TASK TO CARRY OUT: Repeat each record below exactly as it is written.

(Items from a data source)
---------------
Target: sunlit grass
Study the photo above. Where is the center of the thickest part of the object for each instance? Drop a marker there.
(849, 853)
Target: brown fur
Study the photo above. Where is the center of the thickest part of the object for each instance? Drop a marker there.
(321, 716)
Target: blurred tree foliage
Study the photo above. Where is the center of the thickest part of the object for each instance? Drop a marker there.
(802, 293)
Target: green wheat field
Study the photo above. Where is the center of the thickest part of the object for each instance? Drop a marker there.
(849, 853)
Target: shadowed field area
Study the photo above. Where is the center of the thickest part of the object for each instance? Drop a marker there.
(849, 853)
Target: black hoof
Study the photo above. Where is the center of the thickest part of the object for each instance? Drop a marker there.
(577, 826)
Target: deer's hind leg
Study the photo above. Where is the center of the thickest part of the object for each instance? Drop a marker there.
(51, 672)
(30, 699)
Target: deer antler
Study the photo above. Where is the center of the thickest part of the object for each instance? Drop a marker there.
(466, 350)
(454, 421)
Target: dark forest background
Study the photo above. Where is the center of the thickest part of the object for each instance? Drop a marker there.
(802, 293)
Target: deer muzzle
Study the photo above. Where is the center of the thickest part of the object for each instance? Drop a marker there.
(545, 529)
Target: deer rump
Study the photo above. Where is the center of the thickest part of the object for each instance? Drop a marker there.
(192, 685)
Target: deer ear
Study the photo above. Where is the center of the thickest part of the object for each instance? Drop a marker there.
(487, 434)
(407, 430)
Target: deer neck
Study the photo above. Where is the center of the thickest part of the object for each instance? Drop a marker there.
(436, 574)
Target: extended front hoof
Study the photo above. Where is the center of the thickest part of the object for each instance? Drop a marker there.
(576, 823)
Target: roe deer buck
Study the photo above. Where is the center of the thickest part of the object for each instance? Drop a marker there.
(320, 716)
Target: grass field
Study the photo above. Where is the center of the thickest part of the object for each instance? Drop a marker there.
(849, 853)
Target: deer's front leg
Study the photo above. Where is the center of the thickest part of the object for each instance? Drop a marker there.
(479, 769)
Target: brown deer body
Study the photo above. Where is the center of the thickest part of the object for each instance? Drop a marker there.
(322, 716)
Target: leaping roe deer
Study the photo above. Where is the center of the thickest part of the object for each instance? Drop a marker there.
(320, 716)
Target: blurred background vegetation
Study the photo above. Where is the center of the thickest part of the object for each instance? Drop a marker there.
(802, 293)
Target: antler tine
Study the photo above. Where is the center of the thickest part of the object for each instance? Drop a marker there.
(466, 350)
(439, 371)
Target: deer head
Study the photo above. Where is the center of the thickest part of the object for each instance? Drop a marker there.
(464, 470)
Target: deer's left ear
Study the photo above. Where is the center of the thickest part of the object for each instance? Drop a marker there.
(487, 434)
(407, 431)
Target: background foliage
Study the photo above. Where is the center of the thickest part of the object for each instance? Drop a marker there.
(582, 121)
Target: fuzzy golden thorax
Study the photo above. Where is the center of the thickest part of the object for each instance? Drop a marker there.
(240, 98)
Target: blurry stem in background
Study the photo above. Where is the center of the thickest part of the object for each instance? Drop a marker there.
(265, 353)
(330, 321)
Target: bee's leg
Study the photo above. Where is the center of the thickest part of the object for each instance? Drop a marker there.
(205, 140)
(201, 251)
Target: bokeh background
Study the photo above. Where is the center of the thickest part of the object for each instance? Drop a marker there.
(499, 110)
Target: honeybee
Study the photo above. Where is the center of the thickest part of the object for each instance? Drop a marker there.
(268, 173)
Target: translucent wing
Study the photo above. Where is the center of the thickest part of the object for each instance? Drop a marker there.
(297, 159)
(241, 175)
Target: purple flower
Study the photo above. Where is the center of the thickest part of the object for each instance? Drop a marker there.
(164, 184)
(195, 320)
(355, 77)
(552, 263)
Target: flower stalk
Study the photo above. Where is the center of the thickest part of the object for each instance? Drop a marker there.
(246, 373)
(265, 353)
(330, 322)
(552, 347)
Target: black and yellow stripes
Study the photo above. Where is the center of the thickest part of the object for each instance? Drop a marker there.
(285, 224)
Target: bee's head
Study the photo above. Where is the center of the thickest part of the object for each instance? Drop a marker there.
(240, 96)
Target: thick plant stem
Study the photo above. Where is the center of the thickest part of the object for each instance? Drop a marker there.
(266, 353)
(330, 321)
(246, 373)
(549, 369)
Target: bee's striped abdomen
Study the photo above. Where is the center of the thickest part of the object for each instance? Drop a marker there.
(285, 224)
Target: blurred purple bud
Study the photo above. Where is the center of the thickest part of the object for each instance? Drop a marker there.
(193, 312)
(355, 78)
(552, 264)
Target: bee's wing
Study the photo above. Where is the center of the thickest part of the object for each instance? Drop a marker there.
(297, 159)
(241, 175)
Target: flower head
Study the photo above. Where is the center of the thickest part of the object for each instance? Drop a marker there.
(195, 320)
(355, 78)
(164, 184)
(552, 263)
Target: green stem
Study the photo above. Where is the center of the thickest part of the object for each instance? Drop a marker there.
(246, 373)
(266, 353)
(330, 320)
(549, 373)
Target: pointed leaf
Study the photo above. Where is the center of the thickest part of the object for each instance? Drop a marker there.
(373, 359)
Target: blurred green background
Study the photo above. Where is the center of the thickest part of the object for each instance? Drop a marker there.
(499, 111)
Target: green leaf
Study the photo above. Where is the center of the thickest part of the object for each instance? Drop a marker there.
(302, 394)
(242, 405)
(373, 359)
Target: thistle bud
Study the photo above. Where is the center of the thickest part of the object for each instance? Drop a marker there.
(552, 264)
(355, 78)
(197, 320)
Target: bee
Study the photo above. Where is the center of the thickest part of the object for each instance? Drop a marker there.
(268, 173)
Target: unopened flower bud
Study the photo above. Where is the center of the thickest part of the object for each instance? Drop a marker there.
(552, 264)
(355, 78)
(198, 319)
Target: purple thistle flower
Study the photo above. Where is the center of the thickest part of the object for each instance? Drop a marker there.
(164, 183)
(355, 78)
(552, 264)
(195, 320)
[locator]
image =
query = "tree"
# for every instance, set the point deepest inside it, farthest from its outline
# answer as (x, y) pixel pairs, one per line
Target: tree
---------------
SOLVED PROBLEM:
Target: sunlit grass
Study the photo above. Where is the center of the thickest part of the object for each instance? Drop a marker there.
(849, 853)
Target: brown fur
Study the photo above. Where is the center of the thickest part of the object for each instance? Drop a marker there.
(321, 716)
Target: blurred tree foliage
Study the photo above. Where is the center of the thickest part of the object for each instance? Drop a marker there.
(802, 293)
Target: green wheat field
Study the photo above. Where is the center of the thickest part of the object for each instance? Drop a marker there.
(849, 853)
Target: shadowed field area
Study the photo above. Where is the center of the thickest part of the object for each instance? Drop a marker there.
(849, 853)
Target: black hoof
Study the photo above. Where is the center of the thickest part of the object for each instance? Drop a marker there.
(577, 826)
Target: deer's hind leg
Study the photo above. Where is the center of the thickest part of the object for each instance? Drop a marker there.
(51, 672)
(30, 699)
Target: deer antler
Study the photo above. Where is the center of the thickest part of the object for each instance? Drop a marker there.
(466, 350)
(454, 421)
Target: dark forest background
Study the photo above. Where is the center of the thickest part of the object for each instance? Drop a marker there.
(802, 293)
Target: deer muzzle
Study the photo above. Where is the center of the thickest part of the object for each instance? Drop a marker there.
(545, 529)
Target: deer rump
Study the photo above. Where is the center of the thickest part of the object for each instance? Drop a marker there.
(192, 685)
Target: deer ear
Study the photo above. Where is the center of the thickest part of the object for each instance? Drop a marker there.
(487, 434)
(407, 430)
Target: deer neck
Study the photo above. Where is the center of the thickest part of the object for each instance? Drop a marker there.
(436, 574)
Target: extended front hoof
Study the photo above. Where is the center of the thickest part of the object for each instance? Drop a marker there.
(576, 823)
Target: roe deer buck
Study the photo above. Where is the center of the thickest part of the object for each instance? Drop a marker there.
(320, 716)
Target: grass field
Study the photo above. Where is the center of the thickest part of the object for each instance? Drop a marker there.
(849, 853)
Target: deer's front leg
Study the photo above. Where is the center of the thickest part of the object for each instance? Drop a marker there.
(479, 769)
Target: brown deer body
Study the photo above. Where is the center of the thickest part of the object for each instance? Drop a marker there.
(322, 716)
Target: leaping roe deer
Study the photo above. Where is the center of the thickest part of the object for each instance? Drop a marker there.
(320, 716)
Target: blurred background vegetation
Study the photo above. Where is the center of the thickest part of the object for each instance? Drop a marker there.
(802, 293)
Target: antler tine
Study the photo above. Where is the center of the thickest part of the object for each instance? Drop a marker there.
(466, 350)
(439, 371)
Target: deer head
Study the photo above. Where is the center of the thickest part of the object for each instance? Drop a marker there.
(464, 470)
Target: deer's left ear
Study the photo above. Where is the center of the thickest part of the object for each instance? Drop a marker there.
(487, 434)
(407, 431)
Target: background foliage
Study the photo above. Where is the center of the thickest part of the object for each instance? Drop a marker there.
(582, 121)
Target: fuzzy golden thorax
Study the photo above. Where is the center of the thickest part of the object for each instance? Drop a marker there.
(240, 98)
Target: blurry stem in background
Study the photo above. Where is the center of the thickest part of the object for each instance? Drop a marker there.
(265, 353)
(330, 321)
Target: bee's leg
Study the photo above. Where is the center of the thickest part of the object for each instance? Drop a marker there.
(205, 140)
(201, 251)
Target: bokeh background
Study the photo above. Where is the center of the thickest part of the object for each instance? Drop a marker there.
(499, 110)
Target: honeybee
Study the photo above. Where is the center of the thickest part of the object for each instance? Drop a marker there.
(268, 173)
Target: translucent wing
Study the photo above. Where is the center of the thickest part of the object for each instance? Drop a marker there.
(297, 159)
(241, 175)
Target: purple flower
Study the photo above. Where is the center of the thickest part of the object for each instance? Drop a marker there.
(164, 184)
(195, 320)
(355, 77)
(552, 263)
Target: flower stalk
Study the photo above. Where is the center of the thickest part of the object for each instance? Drop a marker there.
(246, 373)
(265, 353)
(330, 322)
(552, 347)
Target: black and yellow stripes
Study the photo above. Where is the center of the thickest part of the object for each instance? Drop a marker there.
(285, 224)
Target: bee's head
Study the photo above. Where is the center of the thickest part of the object for each instance? Drop a marker there.
(240, 96)
Target: thick plant stem
Study the photo above. Where is the center of the thickest part of the object for each instance? Drop a marker there.
(266, 353)
(330, 321)
(246, 373)
(549, 369)
Target: bee's striped abdomen
Study the photo above. Where is the center of the thickest part of the object for each instance? Drop a marker there.
(285, 224)
Target: blurred purple bud
Study the photo above. Where is the center of the thickest part of the object for each instance? Drop a marker there.
(193, 312)
(355, 78)
(552, 264)
Target: bee's wing
Study the photo above. Where is the center of the thickest part of the object for each instance? Drop a marker there.
(297, 159)
(241, 175)
Target: flower head
Study the photo above. Where is the center of the thickest part of the object for each instance? Drop a marker there.
(195, 320)
(355, 78)
(164, 184)
(552, 263)
Target: green stem
Study the photo above. Where is the center of the thickest part of the object for each instance? Drop a marker there.
(246, 373)
(266, 353)
(330, 320)
(549, 373)
Target: pointed leaf
Study the photo above. Where is the center of the thickest part of the object for each instance? Drop a marker there.
(373, 359)
Target: blurred green background
Study the photo above. Where is the center of the thickest part of the object for each instance? Drop a marker there.
(499, 111)
Target: green leaf
Study the photo above. Where is the center of the thickest part of the object for each instance? Drop a marker there.
(302, 394)
(242, 405)
(373, 359)
Target: thistle bud
Study the photo above. Where is the center of the thickest part of the object for each instance? Drop a marker there.
(552, 264)
(355, 78)
(197, 320)
Target: bee
Study the photo above. Where is the center of the thickest part of the object for each instance? Drop a marker there.
(268, 173)
Target: unopened flower bud
Study the photo above. Where is the center of the thickest part of the object for each instance? Drop a marker there.
(552, 264)
(355, 78)
(198, 319)
Target: purple thistle flower
Study the photo above. Where is the center of the thickest part of the object for each instance? Drop a marker there.
(164, 183)
(355, 78)
(552, 264)
(195, 320)
[locator]
image =
query = "tree"
# for every instance, set the point deepest inside it, farthest from its outline
# answer as (x, y) pixel pairs, one per line
Target: tree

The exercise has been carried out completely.